**Given text**
%%
# CAMOUFLAGE SPRAY PAINTING



## ONEIDABOW1 (Aug 14, 2009)

Before anybody tells me, I know without a doubt that I'm overthinking this. What I would like to know is, is there a way to paint permanent deer blinds to mimic 3 dimensional space? I know Marine snipers put on their face paint a certain way to deceive the eye. Would you paint the entire blind black first then add the lighter colors?
Also, Is there a way to paint to camo the straight lines of a deer blind? There are no straight lines in nature.


----------



## Stand By (Jan 23, 2015)

The idea with face paint is to apply dark colors to high areas and light colors to low/shadow areas. This breaks up the identifiable human shapes and shading. Not to appear 3d per-se.

I would be more concerned about using dull coats or dull acrylic. Something that doesn't reflect well. A lot of modern, synthetic, camo clothing and water proof paints are likely to reflect a lot of UV that isn't so visible to our eyes like it is to an animal. Black, white, and grays painted in vertical patterns to blend in with trees. JMHO.


----------



## Waif (Oct 27, 2013)

Oh , but there are straight lines in nature....

Anyways , scroll through some pics and look for how corners are broken.
%%
**Data records**
%%
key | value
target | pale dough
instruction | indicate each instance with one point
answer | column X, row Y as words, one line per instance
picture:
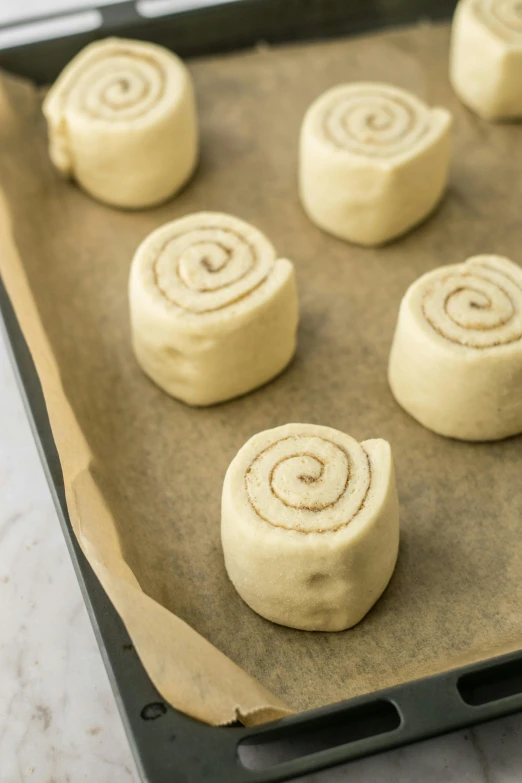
column 456, row 359
column 122, row 122
column 310, row 525
column 373, row 161
column 486, row 57
column 214, row 312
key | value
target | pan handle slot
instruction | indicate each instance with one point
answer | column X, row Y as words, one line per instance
column 491, row 683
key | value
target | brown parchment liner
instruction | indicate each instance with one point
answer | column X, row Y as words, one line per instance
column 143, row 473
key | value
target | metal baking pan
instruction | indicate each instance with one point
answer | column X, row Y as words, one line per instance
column 168, row 745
%%
**Stated goal**
Please say where dark colors and light colors go in face paint, according to the camouflage painting thread. These items were taken from a different source than the thread.

**Worked solution**
Dark colors go on high areas, and light colors go on low or shadow areas.